郭小男:戏剧一定是面向未来的
他是著名话剧、戏剧导演,曾以一部戏救活一个剧种,有多部作品被戏剧理论家认为是“这部戏足以进入世界民族戏剧创造的成功之林”。
他对中国戏剧有着不可磨灭的贡献,最大的贡献是对越剧和“小百花”。今年是杭州小百花越剧团成立三十周年,近二十年来的创新与突围,离不开他。
他是小百花的“第一家属”,当他的妻子、小百花越剧团团长茅威涛出现时,他总是习惯性地后退半步,因为她是演员,他是导演;她是“前锋”,而他是“后盾”。
在为人上,他是谦逊的,但在戏剧上,他永远充满自信。他说:“我不相信观众不看好戏,只求守旧,一定是导演没拿出好戏去征服和赢得他们。”

###

书面任务 A:
根据这段关于郭小男的介绍,杭州小百花越剧团今年是成立多少周年?
书面任务 B:
判断下列说法是否符合这段关于郭小男的介绍,每条回答“是”或“否”,并原样引用文中起决定作用的词句:(i)郭小男的妻子是小百花越剧团团长;(ii)郭小男认为观众只求守旧;(iii)郭小男在为人上很自负。
书面任务 C:
请从这段关于郭小男的介绍停下的地方接着写一段。
这些记录与此处内容毫无关系。

###

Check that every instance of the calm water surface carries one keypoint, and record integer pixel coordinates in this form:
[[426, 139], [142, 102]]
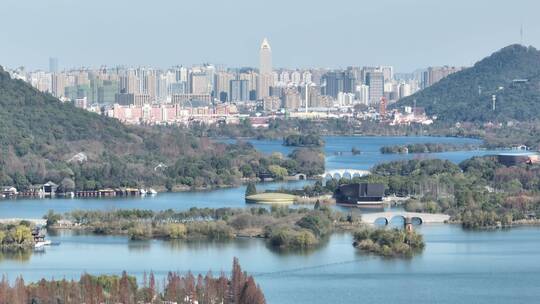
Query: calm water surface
[[234, 197], [457, 266]]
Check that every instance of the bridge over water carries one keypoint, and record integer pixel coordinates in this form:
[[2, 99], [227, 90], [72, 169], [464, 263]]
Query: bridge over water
[[424, 218], [344, 173]]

###

回答 A:
三十周年。

回答 B:
(i)是——“他的妻子、小百花越剧团团长茅威涛”
(ii)否——“我不相信观众不看好戏,只求守旧”
(iii)否——“在为人上,他是谦逊的”

回答 C:
他每一出戏都没有脱离越剧底色
越剧《孔乙己》,让潇洒儒雅、扮相漂亮著称的茅威涛剃了光头,他改变了茅威涛,也彻底改变了越剧。从这部戏起,小百花的越剧打破了“一生一旦,莺莺燕燕”的儿女情长,拥有了宽广宏大的家国情怀,引入富有人文色彩的社会角色,开始凸显郭小男戏剧理想中的人文关怀与艺术张力。
“茅威涛当时给人的印象一直是俊俏小生,像陆游、张生,把头发剃光,戴上辫子,那等于自毁形象。而且题材是鲁迅的作品,原来越剧里的郞情妾意突然间没有了,变成了家国意义,这在当时是对越剧的一次革命。”此剧一出,一片哗然。
“但是,越剧泰斗袁雪芬老师大力支持,认为它的革新意义不亚于她当年主演的根据鲁迅的小说《祝福》改编的《祥林嫂》。”
有评价称,这部戏让越剧有了题材的突破和精神内涵上的拓展,开始了从一个地方戏曲到更大剧种的突围。
虽然语不惊人死不休的郭小男说“创新、创新再创新,谁不创新谁就死”,要最大限度地把各个年龄段的人吸引到越剧剧场中来,但他的每一出戏都没有完全脱离越剧本身的底色。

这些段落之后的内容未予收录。